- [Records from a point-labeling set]
☆ ☆ ☆ ☆ ☆

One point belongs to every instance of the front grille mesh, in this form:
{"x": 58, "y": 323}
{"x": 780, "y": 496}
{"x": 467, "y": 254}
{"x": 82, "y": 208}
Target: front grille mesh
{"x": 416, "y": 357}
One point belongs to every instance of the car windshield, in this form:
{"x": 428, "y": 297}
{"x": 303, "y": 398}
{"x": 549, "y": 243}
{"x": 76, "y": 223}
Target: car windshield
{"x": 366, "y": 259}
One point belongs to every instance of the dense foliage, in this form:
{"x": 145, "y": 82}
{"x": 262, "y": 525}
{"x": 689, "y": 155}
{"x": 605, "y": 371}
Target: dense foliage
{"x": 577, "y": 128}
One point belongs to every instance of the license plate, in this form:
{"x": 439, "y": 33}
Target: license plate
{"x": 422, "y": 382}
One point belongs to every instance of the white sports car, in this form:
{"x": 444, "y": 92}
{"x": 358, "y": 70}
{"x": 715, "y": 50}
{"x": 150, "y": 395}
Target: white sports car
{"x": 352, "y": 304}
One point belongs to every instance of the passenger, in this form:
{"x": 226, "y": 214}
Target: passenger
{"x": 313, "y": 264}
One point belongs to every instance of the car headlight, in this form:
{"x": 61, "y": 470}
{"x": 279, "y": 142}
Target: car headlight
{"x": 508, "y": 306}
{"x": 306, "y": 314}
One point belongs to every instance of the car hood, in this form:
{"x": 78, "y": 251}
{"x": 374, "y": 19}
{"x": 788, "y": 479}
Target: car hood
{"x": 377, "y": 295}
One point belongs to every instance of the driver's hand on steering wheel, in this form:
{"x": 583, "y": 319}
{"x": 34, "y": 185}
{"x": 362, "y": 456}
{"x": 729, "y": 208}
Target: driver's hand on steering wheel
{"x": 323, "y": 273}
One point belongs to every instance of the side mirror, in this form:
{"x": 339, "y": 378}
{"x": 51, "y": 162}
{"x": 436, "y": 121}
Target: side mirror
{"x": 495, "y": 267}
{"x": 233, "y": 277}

☆ ☆ ☆ ☆ ☆

- [Task statement] Please swap every "Target" in all of these records for "Object" and leave everything else unchanged.

- [Task result]
One point belongs to every instance of the front grille mesh, in this form:
{"x": 58, "y": 323}
{"x": 780, "y": 496}
{"x": 467, "y": 254}
{"x": 82, "y": 208}
Object: front grille mesh
{"x": 416, "y": 357}
One point belongs to every instance of the car windshield, in this form:
{"x": 428, "y": 297}
{"x": 303, "y": 398}
{"x": 549, "y": 243}
{"x": 76, "y": 223}
Object: car windshield
{"x": 366, "y": 259}
One point belongs to every instance of the dense foliage, in this form:
{"x": 145, "y": 82}
{"x": 262, "y": 525}
{"x": 689, "y": 155}
{"x": 605, "y": 371}
Object: dense foliage
{"x": 577, "y": 128}
One point belongs to every instance of the license plate, in this form:
{"x": 439, "y": 33}
Object: license plate
{"x": 422, "y": 382}
One point belongs to every instance of the white sports car, in this form:
{"x": 444, "y": 92}
{"x": 358, "y": 70}
{"x": 715, "y": 50}
{"x": 150, "y": 395}
Object: white sports car
{"x": 352, "y": 304}
One point belongs to every instance of the passenger, in this form:
{"x": 226, "y": 214}
Object: passenger
{"x": 313, "y": 264}
One point belongs to every instance of the car headlight, in this form:
{"x": 61, "y": 470}
{"x": 279, "y": 142}
Object: car headlight
{"x": 508, "y": 306}
{"x": 306, "y": 314}
One point belongs to every instance of the car hood, in this form:
{"x": 78, "y": 251}
{"x": 374, "y": 19}
{"x": 788, "y": 479}
Object: car hood
{"x": 377, "y": 295}
One point belongs to every instance of the driver's hand on steering wheel, in this form:
{"x": 583, "y": 319}
{"x": 34, "y": 185}
{"x": 362, "y": 456}
{"x": 729, "y": 208}
Object: driver's hand on steering wheel
{"x": 323, "y": 273}
One point belongs to every instance of the side mirror, in this form:
{"x": 339, "y": 378}
{"x": 51, "y": 162}
{"x": 436, "y": 121}
Object: side mirror
{"x": 495, "y": 267}
{"x": 233, "y": 277}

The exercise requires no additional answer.